"""
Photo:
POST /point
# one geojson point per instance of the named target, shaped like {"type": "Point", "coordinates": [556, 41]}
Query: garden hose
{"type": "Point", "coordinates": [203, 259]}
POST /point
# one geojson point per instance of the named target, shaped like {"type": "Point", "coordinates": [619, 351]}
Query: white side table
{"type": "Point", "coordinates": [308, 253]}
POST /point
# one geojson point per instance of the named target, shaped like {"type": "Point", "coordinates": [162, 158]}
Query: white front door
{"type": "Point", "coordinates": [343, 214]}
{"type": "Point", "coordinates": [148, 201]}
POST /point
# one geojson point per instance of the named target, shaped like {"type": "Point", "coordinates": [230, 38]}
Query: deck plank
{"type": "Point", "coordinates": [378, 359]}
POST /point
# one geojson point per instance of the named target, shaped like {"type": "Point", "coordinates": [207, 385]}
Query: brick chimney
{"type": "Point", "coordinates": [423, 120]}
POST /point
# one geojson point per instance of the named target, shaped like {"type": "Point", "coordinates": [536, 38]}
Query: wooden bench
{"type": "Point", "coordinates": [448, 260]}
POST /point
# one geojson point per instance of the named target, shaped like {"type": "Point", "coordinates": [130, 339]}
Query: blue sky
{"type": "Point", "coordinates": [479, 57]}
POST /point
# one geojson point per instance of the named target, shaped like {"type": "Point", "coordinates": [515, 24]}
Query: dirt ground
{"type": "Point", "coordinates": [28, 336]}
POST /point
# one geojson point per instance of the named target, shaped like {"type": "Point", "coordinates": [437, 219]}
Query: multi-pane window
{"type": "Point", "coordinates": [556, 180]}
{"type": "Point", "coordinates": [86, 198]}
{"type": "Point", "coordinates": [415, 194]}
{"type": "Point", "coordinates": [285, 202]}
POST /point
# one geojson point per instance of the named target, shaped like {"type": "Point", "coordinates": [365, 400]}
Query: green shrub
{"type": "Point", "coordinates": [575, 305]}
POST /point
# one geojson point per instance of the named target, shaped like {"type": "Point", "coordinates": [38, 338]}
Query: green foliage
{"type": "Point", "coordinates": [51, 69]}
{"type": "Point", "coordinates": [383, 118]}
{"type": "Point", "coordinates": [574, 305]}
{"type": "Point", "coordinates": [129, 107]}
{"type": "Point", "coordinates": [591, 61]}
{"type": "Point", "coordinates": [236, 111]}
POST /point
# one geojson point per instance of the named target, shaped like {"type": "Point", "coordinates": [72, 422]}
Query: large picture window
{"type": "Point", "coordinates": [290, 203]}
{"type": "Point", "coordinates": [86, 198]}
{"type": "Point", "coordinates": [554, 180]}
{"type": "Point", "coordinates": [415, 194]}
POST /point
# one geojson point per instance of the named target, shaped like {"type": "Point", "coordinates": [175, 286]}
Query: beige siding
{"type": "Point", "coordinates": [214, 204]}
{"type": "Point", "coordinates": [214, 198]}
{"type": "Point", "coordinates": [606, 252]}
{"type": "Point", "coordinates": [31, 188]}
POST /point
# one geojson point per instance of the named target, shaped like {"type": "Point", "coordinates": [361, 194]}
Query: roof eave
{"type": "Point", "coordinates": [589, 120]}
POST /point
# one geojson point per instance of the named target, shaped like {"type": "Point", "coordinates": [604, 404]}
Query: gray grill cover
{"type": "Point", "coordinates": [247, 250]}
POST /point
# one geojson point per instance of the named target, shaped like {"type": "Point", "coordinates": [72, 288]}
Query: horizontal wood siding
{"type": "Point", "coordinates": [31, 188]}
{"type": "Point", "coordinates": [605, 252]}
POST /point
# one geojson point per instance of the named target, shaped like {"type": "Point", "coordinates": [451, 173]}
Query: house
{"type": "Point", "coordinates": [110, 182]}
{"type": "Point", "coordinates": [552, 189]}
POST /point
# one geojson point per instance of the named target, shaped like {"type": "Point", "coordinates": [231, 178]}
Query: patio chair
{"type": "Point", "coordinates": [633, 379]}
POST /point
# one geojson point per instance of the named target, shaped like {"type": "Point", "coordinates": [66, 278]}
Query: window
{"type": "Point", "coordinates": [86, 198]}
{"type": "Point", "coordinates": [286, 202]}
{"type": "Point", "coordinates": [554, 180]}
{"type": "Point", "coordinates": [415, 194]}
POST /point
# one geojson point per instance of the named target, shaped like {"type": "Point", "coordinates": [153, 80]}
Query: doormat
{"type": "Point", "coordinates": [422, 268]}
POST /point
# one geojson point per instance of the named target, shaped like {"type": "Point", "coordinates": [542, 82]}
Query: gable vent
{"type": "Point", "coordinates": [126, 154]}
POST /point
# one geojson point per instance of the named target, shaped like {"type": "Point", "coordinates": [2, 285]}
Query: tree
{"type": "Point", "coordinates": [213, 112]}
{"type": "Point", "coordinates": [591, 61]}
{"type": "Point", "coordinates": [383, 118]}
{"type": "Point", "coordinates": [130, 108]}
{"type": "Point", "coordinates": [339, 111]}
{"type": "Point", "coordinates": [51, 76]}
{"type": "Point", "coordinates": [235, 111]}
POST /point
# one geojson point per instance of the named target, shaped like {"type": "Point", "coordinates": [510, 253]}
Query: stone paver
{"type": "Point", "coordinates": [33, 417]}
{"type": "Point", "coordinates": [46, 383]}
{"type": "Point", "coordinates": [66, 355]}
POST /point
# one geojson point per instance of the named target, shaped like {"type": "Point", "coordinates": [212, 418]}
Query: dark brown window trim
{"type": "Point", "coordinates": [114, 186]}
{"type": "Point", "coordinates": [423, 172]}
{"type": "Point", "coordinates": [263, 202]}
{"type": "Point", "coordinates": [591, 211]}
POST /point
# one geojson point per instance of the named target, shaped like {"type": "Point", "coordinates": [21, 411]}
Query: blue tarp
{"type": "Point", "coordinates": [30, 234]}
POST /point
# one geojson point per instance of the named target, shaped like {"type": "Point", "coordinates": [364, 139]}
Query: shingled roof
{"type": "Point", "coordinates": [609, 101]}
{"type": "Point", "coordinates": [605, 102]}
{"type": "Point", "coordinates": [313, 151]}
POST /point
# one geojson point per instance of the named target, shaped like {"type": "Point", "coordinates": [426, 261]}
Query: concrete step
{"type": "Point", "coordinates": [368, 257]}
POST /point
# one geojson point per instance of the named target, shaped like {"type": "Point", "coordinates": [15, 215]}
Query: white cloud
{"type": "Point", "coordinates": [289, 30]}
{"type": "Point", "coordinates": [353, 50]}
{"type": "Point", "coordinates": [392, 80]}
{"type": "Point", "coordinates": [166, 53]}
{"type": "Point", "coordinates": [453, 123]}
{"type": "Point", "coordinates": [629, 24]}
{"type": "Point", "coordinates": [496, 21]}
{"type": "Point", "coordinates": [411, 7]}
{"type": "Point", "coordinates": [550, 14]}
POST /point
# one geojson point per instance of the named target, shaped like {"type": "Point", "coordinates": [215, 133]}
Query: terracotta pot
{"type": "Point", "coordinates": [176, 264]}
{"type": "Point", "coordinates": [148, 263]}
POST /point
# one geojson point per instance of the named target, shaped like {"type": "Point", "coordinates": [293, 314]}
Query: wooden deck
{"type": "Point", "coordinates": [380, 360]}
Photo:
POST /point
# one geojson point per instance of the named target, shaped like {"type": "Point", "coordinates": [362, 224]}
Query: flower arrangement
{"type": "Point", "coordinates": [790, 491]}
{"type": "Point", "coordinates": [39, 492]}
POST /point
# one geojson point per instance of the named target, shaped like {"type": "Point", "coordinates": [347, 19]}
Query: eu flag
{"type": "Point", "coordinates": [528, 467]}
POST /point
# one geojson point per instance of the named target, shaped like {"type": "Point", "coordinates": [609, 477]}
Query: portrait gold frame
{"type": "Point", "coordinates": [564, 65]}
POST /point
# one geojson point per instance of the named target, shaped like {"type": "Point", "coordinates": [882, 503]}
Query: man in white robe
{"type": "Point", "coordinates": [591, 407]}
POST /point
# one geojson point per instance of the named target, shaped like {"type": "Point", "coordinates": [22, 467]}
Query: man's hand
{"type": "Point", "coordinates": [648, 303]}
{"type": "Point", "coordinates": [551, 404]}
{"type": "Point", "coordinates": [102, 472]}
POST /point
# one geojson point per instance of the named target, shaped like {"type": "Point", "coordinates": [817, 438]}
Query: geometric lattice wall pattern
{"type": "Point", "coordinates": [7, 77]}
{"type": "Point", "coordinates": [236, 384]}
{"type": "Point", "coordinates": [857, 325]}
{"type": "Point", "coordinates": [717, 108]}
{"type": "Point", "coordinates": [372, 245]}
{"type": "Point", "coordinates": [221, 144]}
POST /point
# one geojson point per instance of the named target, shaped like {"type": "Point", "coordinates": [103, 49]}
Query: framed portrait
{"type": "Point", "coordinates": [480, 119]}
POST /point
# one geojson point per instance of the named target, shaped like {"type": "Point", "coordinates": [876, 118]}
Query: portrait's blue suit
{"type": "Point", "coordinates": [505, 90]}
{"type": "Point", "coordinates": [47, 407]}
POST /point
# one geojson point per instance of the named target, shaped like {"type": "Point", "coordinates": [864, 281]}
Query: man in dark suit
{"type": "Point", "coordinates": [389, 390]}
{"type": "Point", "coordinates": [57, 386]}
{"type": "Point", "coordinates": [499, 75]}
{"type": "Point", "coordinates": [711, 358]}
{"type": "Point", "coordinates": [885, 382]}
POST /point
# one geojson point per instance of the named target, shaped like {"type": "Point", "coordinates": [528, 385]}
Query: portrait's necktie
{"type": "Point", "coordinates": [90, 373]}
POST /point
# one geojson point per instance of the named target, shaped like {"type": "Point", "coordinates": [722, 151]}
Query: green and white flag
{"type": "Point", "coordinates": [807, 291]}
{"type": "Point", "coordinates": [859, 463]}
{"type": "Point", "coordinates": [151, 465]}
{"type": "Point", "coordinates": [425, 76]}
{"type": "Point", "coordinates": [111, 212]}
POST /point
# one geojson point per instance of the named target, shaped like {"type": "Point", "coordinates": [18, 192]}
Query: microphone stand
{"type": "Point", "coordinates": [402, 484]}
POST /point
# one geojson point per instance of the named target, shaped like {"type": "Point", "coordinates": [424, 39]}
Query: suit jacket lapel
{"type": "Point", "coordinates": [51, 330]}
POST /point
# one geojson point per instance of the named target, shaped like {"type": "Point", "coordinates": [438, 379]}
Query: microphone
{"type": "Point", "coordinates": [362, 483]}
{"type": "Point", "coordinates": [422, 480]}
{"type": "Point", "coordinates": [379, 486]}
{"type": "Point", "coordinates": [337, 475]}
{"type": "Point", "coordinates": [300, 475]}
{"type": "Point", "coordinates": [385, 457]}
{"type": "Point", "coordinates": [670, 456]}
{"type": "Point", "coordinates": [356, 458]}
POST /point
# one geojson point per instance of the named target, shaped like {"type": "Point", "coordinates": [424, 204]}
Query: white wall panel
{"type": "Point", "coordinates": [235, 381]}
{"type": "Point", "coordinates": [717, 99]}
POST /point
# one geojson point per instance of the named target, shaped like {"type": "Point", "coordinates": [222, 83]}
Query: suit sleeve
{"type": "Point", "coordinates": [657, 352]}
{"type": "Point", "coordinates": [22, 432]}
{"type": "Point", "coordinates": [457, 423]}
"""
» **Requirements**: Pull out every line of the records that contains the word "green", and copy each one in full.

» **Final result**:
Query: green shrub
Query: green foliage
Query: green and white flag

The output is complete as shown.